* _Assigned task 1_: List each example RNS name ending in ".ron" that the passage on RNS name types gives.
* _Assigned task 2_: Carry the passage on RNS name types forward, starting after its last sentence.

* _Passage for review_:
Regular names are RNS names that are neither High-Value nor Protected. Users will pay a fixed, annual fee to maintain ownership of their names. There is no Reservation Fee for these names, and they are available on a first-come, first served basis following the public sale on November 15th.
We define a High-Value name as one with terms related to Web3 gaming, short English words, or a high-price on other chains. For example, gamefi.ron, angel.ron, and 12345.ron are all High-Value names. We will auction these names to the highest bidder over time to generate revenue for RNS. This definition is important because it determines whether we apply the Reservation Fee to a particular name or not. Here’s how that fee works:
On other chains, we’ve seen speculation around the monetary value of human-readable names cause harm to the name service ecosystem. In essence, speculators may hoard names with the sole purpose of selling them at a higher price than they paid. That makes it hard for users to acquire the name they want at a reasonable price.
Ethereum co-founder Vitalik Buterin proposed a demand-based fee system to solve those problems. We’ve adopted that fee system with RNS with one important difference: we only apply a similar demand-based fee system for our predefined list of High-Value names. This allows us to discourage unhealthy speculators without any effects on the users seeking to register regular names such as their personal names or nicknames.
Again, the purpose of the Reservation Fee is to discourage speculative hoarding of High-Value RNS names. Here’s how we apply that fee:
Protected names are RNS names we’ve reserved for trademark branches, our partners, and key community members. These individuals or organizations can reach out to Sky Mavis to secure these protected names. This proactive measure remains in effect even if these parties have no immediate plans to use RNS. Our commitment to safeguarding their identities is unwavering, serving as a robust defense against any potential misuse or malicious activities conducted under their names.
Users of these names will pay a fixed, annual fee to maintain ownership of their names. However, it’s important to note that we prohibit the trading of all protected names. In adherence to this policy, any protected name will lose its status as a protected name if its owner attempts to sell it. In this case, the name would then become a regular name.

* _Supplied data_:

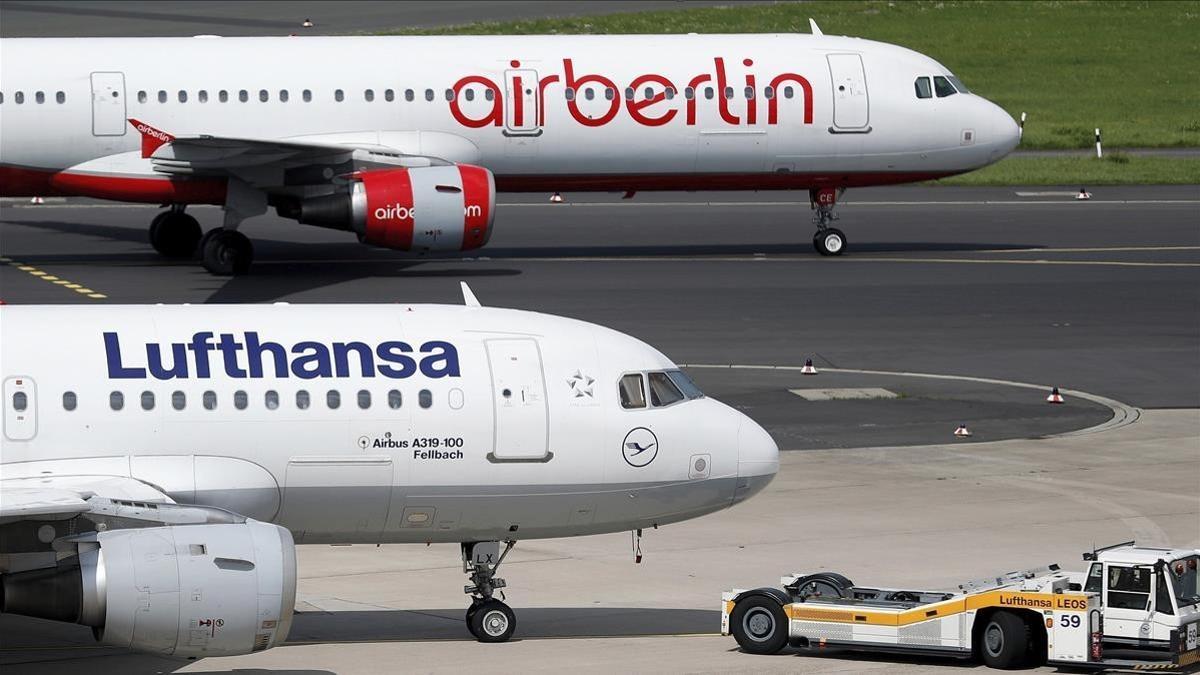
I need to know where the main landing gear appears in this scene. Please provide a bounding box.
[150,204,254,276]
[809,187,846,256]
[462,539,517,643]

* _Task output 1_: gamefi.ron, angel.ron, 12345.ron

* _Task output 2_:
ENS is a popular naming system for addresses on the Ethereum blockchain. It turns long strings of alphanumeric characters into shorter, human-readable names on Ethereum. For example, the first-ever ENS name turned 0x0904Dac3347eA47d208F3Fd67402D039a3b99859 into rilxxlir.eth in 2017. Today, there are over 2.5M active ENS names belonging to 745K+ owners!
In 2017, the ENS team understood the risk speculators and squatters presented to their naming system. Speculators might choose to hoard or trade names that were in demand instead of using them for their intended purpose “to serve as a public good for the most people.” The ENS DAO implemented a sealed-bid auction system to solve this problem, and later transitioned to an instant registration model with an annual fee. The RNS Reservation Fee builds on this idea with the purpose of deterring speculative squatting.
Over the past few weeks on Ronin, years of work have started to bear fruit and attract the world’s attention. Pixels’ viral growth showed builders that Ronin is a great place to build Web3 games. ZOIDS’s migration confirmed what we already knew: established brands trust Ronin as the foundation for their communities. On November 15th, we’re taking an important step with the RNS public sale. Gamers will soon have the ability to name their addresses and claim a gamertag in our ecosystem – and this is just the beginning.